● Problem statement
Set down each of the entries below word for word, without altering, omitting, or reordering any line.

(Object location annotation data)
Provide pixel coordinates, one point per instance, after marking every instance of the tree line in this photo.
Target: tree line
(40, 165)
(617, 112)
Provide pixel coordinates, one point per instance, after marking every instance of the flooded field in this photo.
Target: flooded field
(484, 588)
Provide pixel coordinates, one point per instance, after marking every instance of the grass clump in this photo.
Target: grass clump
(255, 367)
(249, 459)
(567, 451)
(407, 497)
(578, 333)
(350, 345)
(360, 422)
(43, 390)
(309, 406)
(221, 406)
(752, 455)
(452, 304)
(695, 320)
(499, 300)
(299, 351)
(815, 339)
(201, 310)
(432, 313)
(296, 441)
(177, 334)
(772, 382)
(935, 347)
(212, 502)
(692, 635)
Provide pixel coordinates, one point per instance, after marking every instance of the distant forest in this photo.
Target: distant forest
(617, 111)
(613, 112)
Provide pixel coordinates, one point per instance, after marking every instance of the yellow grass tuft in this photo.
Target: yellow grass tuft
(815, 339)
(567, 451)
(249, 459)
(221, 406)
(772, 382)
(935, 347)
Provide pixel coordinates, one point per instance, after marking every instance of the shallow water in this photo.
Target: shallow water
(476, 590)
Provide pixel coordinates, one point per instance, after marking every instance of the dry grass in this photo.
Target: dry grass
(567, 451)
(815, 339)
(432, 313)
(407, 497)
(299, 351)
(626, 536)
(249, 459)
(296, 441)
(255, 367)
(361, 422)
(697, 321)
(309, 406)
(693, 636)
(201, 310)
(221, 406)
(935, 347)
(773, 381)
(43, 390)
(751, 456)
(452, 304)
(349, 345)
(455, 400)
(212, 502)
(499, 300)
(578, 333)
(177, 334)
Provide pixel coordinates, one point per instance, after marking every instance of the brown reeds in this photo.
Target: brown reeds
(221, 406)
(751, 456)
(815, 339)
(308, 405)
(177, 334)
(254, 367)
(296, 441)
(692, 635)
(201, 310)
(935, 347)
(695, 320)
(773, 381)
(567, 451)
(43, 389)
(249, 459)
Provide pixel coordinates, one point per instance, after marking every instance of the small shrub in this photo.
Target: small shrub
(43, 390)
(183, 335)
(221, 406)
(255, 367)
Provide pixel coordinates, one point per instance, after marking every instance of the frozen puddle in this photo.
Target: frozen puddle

● Exercise result
Provide pixel coordinates, one point per instance, after marking every instance of the tree line in this photo.
Target: tree line
(40, 165)
(617, 112)
Provide pixel coordinates, one point per instance, after marking every instance of the flooded field in this photo.
Target: flooded field
(484, 588)
Provide pixel coordinates, one point per instance, after marking every instance of the grass clump in this photo.
Target: grass clump
(255, 367)
(249, 459)
(567, 451)
(407, 497)
(578, 333)
(350, 345)
(360, 422)
(43, 390)
(309, 406)
(221, 406)
(752, 455)
(452, 304)
(695, 320)
(499, 300)
(299, 351)
(815, 339)
(201, 310)
(432, 313)
(296, 441)
(177, 334)
(772, 382)
(935, 347)
(212, 502)
(692, 635)
Provide pixel coordinates, one point per instance, after marking every instance of the distant forest in this photo.
Target: distant forest
(617, 111)
(613, 112)
Provide pixel coordinates, one point per instance, after marking every instance of the yellow grass tuft in this photo.
Target: yellow grass tuft
(815, 339)
(567, 451)
(249, 459)
(221, 406)
(772, 382)
(935, 347)
Provide pixel coordinates, one point per instance, after marking every instance of the shallow water in this photo.
Target: shallow water
(476, 590)
Provide pixel coordinates, one point per instance, after marking every instance of the dry grass in this photo.
Target: dry grass
(567, 451)
(815, 339)
(432, 313)
(407, 497)
(299, 351)
(626, 536)
(249, 459)
(296, 441)
(255, 367)
(361, 422)
(697, 321)
(309, 406)
(693, 636)
(201, 310)
(221, 406)
(935, 347)
(773, 381)
(43, 390)
(751, 456)
(452, 304)
(349, 345)
(455, 400)
(212, 502)
(499, 300)
(578, 333)
(177, 334)
Provide pixel coordinates, one point per instance, after marking every instance of the brown reeds in this photo.
Target: brown reeds
(221, 406)
(751, 456)
(815, 339)
(308, 405)
(177, 334)
(254, 367)
(296, 441)
(692, 635)
(201, 310)
(935, 347)
(695, 320)
(773, 381)
(567, 451)
(43, 389)
(249, 459)
Provide pixel coordinates, one point per instance, after marking every instance of the small shrub in this photo.
Target: small shrub
(43, 390)
(183, 335)
(221, 406)
(255, 367)
Provide pixel coordinates, one point per instance, after marking every instance of the frozen puddle in this photo.
Target: frozen puddle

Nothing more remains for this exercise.